▸ Work instructions: Swap every "dancer's" in the material below for "performer's", leaving everything else unchanged.

BEGIN Supplied records

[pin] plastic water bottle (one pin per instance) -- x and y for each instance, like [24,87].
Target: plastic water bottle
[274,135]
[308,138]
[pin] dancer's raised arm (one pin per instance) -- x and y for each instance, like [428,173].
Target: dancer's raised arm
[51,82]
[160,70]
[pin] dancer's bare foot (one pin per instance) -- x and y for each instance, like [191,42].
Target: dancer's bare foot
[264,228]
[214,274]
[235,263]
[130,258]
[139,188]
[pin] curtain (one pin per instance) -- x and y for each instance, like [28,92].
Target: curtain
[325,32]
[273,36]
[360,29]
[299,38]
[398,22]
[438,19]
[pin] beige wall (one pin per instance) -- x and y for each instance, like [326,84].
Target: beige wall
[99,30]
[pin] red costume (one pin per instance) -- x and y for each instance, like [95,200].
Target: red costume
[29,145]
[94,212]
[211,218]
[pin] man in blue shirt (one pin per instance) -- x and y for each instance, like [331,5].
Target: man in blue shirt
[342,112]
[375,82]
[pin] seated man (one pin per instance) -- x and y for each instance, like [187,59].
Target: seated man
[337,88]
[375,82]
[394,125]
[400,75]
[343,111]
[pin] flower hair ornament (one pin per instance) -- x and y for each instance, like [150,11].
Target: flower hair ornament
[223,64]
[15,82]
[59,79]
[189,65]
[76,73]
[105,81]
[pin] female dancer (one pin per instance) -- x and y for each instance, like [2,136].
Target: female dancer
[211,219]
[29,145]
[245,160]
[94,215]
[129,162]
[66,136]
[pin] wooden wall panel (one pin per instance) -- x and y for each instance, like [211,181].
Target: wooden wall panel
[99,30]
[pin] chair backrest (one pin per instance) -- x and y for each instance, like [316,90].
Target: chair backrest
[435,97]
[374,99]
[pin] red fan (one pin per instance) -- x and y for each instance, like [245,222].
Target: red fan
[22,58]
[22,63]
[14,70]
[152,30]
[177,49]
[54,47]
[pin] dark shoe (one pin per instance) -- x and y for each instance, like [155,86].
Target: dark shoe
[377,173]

END Supplied records

▸ Written solution:
[pin] plastic water bottle (one pin per instance) -- x and y for each instance, like [24,87].
Target: plastic water bottle
[274,135]
[308,138]
[pin] performer's raised arm (one pin per instance) -- x and y for each instance, like [428,173].
Target: performer's raised arm
[51,82]
[160,70]
[pin] performer's bare foot (one pin per instance) -- x and y for each instance, like [191,42].
Target: performer's bare foot
[264,228]
[214,274]
[235,263]
[130,258]
[139,188]
[pin] curtain (one pin per instance) -- x and y for each instance, like [28,92].
Target: curtain
[325,32]
[273,36]
[360,29]
[299,38]
[398,22]
[438,19]
[pin] beige wall (one pin per instance) -- x and y for each instance, like [326,84].
Target: beige wall
[99,30]
[pin] red costume (one pin per instance) -- x and y for each instance, like [95,200].
Target: red costume
[29,145]
[94,212]
[211,218]
[pin] man in blue shirt (one pin per instance) -- x and y for each instance, like [331,5].
Target: man in blue shirt
[342,112]
[375,82]
[pin] seated man (one pin per instance) -- x and y for each instance, like [187,59].
Target: seated man
[337,88]
[375,82]
[394,125]
[400,75]
[343,111]
[pin] flower hair ornament (one pin per instance) -- x and y for each instance, like [150,11].
Target: flower hair ornament
[223,64]
[15,82]
[59,79]
[189,65]
[76,73]
[105,81]
[pin] female dancer (one pin per instance) -- x and y for each instance, like [2,136].
Target: female dancer
[211,219]
[29,145]
[245,160]
[94,215]
[129,162]
[66,136]
[pin] wooden wall panel (one pin per instance) -- x and y for each instance, like [211,181].
Target: wooden wall panel
[99,30]
[pin] chair backrest (one pin per instance) -- x and y for each instance, like [316,90].
Target: chair backrest
[435,97]
[374,99]
[pin] red fan (one pin per instance) -- x and y for each instance, like [245,222].
Target: red fan
[22,58]
[22,63]
[14,70]
[152,30]
[177,49]
[54,47]
[pin] dark shoe (one pin per instance) -- x and y for each instance, like [155,86].
Target: dark shoe
[377,173]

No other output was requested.